--- What this task involves ---
Reproduce each of the following lines verbatim, keeping their order.

=== Raw records ===

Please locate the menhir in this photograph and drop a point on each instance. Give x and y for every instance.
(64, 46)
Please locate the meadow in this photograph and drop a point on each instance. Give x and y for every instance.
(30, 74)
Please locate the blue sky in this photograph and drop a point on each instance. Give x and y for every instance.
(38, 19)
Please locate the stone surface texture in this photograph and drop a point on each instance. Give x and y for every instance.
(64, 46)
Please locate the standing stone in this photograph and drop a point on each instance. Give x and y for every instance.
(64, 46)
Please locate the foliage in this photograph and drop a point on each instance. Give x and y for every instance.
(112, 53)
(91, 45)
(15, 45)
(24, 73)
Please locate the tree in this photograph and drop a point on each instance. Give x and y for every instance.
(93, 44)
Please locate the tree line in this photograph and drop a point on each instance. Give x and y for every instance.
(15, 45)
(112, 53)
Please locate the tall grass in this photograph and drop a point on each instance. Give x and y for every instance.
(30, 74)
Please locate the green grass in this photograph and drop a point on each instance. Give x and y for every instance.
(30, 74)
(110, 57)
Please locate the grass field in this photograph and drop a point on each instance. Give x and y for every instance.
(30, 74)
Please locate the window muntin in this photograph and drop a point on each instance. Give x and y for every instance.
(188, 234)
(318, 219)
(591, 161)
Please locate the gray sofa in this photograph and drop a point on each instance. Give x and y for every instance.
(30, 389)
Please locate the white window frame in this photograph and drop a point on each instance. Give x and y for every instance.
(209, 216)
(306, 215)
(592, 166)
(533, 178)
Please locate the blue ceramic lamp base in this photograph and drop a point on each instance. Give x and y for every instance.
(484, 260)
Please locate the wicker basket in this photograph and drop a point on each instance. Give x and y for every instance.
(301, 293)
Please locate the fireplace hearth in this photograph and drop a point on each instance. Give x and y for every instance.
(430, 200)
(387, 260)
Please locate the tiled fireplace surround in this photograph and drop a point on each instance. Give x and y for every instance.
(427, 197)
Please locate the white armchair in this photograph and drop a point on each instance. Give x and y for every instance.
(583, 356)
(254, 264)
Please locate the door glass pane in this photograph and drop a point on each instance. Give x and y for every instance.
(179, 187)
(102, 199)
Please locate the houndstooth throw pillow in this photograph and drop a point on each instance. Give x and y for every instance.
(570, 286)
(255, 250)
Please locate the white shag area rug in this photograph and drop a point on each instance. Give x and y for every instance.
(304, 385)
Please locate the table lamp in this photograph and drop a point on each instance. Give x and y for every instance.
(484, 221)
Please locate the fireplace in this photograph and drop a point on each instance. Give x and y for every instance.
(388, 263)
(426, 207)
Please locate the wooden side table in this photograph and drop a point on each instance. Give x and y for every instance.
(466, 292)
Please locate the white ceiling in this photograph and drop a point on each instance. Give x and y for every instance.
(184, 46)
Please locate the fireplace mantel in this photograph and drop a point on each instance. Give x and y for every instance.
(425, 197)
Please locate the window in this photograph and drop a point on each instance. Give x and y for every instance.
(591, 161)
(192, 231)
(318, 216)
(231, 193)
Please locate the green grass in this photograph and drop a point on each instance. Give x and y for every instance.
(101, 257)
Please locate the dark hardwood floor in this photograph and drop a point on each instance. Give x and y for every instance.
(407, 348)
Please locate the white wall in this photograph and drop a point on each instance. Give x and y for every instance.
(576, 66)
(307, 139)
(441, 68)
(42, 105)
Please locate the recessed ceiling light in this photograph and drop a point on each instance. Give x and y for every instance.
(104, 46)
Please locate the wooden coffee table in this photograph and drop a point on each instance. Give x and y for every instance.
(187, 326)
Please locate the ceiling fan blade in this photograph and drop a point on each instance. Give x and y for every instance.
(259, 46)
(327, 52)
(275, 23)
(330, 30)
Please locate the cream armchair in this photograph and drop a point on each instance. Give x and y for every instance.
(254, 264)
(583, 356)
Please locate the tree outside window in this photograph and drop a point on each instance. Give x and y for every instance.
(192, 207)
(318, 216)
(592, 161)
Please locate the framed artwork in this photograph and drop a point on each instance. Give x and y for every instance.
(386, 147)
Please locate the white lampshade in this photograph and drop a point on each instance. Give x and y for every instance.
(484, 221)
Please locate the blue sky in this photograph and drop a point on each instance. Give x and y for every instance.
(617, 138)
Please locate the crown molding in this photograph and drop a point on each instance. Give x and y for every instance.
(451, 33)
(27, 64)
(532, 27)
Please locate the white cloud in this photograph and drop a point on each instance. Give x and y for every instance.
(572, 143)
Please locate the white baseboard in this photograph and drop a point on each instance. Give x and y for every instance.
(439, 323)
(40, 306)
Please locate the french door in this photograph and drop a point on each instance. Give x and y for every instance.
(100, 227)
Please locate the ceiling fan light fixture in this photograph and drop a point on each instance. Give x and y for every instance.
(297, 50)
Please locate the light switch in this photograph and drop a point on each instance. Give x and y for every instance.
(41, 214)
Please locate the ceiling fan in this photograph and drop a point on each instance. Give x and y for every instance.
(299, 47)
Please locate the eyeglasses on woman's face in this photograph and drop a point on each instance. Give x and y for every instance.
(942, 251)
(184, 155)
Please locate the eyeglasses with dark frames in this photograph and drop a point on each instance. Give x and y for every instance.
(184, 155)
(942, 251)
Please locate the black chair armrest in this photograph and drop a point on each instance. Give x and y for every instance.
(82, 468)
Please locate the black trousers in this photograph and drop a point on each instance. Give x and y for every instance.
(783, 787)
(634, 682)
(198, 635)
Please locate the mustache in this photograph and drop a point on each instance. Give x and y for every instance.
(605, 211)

===

--- Final result ---
Please locate the menhir in this photograph and drop a point on each instance. Give x and y for every instance.
(64, 46)
Please locate the meadow in this photograph and drop a point on each instance. Give x and y for every instance.
(30, 74)
Please locate the blue sky in this photograph and drop a point on each instance. Give x and y for every instance.
(38, 19)
Please locate the stone surface texture in this photograph and drop a point on each instance. Give x and y for every instance.
(64, 46)
Please locate the standing stone in this photograph and drop a point on each instance. Give x and y for every instance.
(64, 46)
Please locate the foliage in this photograph and drop a point on each instance. Give x and y for every instance.
(112, 53)
(91, 45)
(15, 45)
(24, 73)
Please locate the tree in this photograph and drop a point on each instance. Give x and y for every instance.
(93, 44)
Please locate the tree line in this photograph and drop a point on each instance. Give x and y for every instance.
(15, 45)
(112, 53)
Please locate the tall grass in this photograph and drop a point on each instance. Give x and y for every instance.
(30, 74)
Please locate the green grass in this photograph and drop a point on each instance. Give x and y for every instance.
(30, 74)
(110, 57)
Please locate the grass field in this photograph and drop a point on each instance. Give x and y for every instance.
(30, 74)
Please locate the window muntin in this photograph and drop a point on each instance. Give x and y for every instance.
(188, 234)
(318, 219)
(591, 161)
Please locate the gray sofa in this photograph and drop a point on each instance. Give x and y for every instance.
(30, 389)
Please locate the white window frame in this photograph and drop a point on each instance. Give x and y for every instance.
(209, 216)
(306, 215)
(592, 166)
(533, 178)
Please locate the blue ceramic lamp base in this photograph and drop a point on each instance. Give x and y for every instance.
(484, 260)
Please locate the wicker basket in this photograph and drop a point on each instance. Give x and y for every instance.
(301, 293)
Please locate the fireplace hearth in this photograph and drop a point on each instance. Give x and y for every instance.
(430, 200)
(387, 260)
Please locate the tiled fireplace surround in this photograph and drop a point on each instance. Give x and y for every instance.
(427, 197)
Please locate the white armchair in this photograph and drop a point on each instance. Give x and y for every instance.
(583, 356)
(254, 264)
Please locate the door glass pane in this photograph and drop a point on each instance. Give x and y for every instance.
(179, 187)
(102, 199)
Please locate the houndstooth throw pillow in this photograph and drop a point on each instance. Give x and y for every instance.
(570, 286)
(255, 250)
Please locate the white shag area rug in this photograph and drop a point on each instance. Give x and y for every instance.
(304, 385)
Please locate the table lamp in this photograph and drop a point on each instance. Give x and y for every instance.
(484, 221)
Please locate the fireplace in this photograph and drop a point on each instance. Give x and y for every instance.
(388, 263)
(426, 207)
Please locate the wooden side table in this photograph and drop a point on each instance. Give x and y for every instance.
(466, 292)
Please locate the white ceiling in this photograph and drop a point on each instance. Give x and y for every instance.
(184, 46)
Please locate the fireplace mantel in this photograph and drop a point on each instance. Give x and y for every instance.
(425, 197)
Please locate the window in this photograph and drop a point on each instance. Give x and y for every instance.
(591, 161)
(192, 231)
(318, 216)
(231, 193)
Please locate the green grass in this photograph and drop a point on each instance. Give x and y for every instance.
(101, 257)
Please locate the dark hardwood floor in this photograph and drop a point on each instance. Give x and y for every instance.
(407, 348)
Please locate the white wall in this photograph and drop a point on each instance. Give x and y for every instance.
(576, 66)
(307, 139)
(441, 68)
(42, 105)
Please locate the recessed ceiling light in this photograph and drop a point on each instance. Give x and y for every instance.
(104, 46)
Please locate the wooden coffee table in this photograph and drop a point on each instance. Give x and y for every instance.
(187, 326)
Please locate the ceiling fan blade in this photograph and drop a point on each instance. Give x and y for every instance.
(259, 46)
(327, 52)
(275, 23)
(330, 30)
Please locate the cream armchair in this photograph and drop a point on each instance. Give x and y for every instance.
(254, 264)
(583, 356)
Please locate the tree outside window in this photograph and drop a point on each instance. Give x and y for every instance.
(192, 207)
(318, 216)
(592, 161)
Please locate the framed artwork in this photograph and drop a point on each instance. Give x and y for every instance.
(386, 147)
Please locate the white lampshade in this photograph and drop a point on each instance. Give x and y for every instance.
(484, 221)
Please locate the blue sky in this photograph and drop a point on each instance. Give x and y for every instance.
(617, 138)
Please locate the crown molding in this photograph and drop a point on each instance. Give x and y for every instance.
(451, 33)
(27, 64)
(532, 27)
Please locate the white cloud in this photograph and drop a point on each instance. Give x and y for every instance.
(572, 143)
Please locate the white baseboard in this photograph and drop a point on each instance. Give x and y for every instance.
(439, 323)
(40, 306)
Please locate the french door in this photograph and drop a point on each instance. Give x and y for every instance.
(100, 227)
Please locate the ceiling fan light fixture in this photograph and drop a point on each instance. Give x and y for every instance.
(297, 50)
Please locate the light switch in this photograph and drop a point on each instance. Give x and y for every instance.
(41, 214)
Please locate the ceiling fan in this photograph and drop a point on each instance. Give x and y for every instance.
(299, 47)
Please locate the eyeglasses on woman's face in this photograph and drop a point on each instance. Give x and y for every instance.
(942, 251)
(184, 155)
Please locate the eyeglasses with dark frames in this photograph and drop a point on each instance. Give x and y for every instance.
(184, 155)
(942, 251)
Please locate the black chair armrest in this photograph and drop a point on each instance. Give x and y for every instance.
(82, 468)
Please locate the black trousers in this photograph and drop a point on each instance. Give x and y for every instance.
(783, 787)
(634, 682)
(198, 635)
Please locate the mustache in this photograph and drop a point on each instance. Give x and y for every instance.
(605, 211)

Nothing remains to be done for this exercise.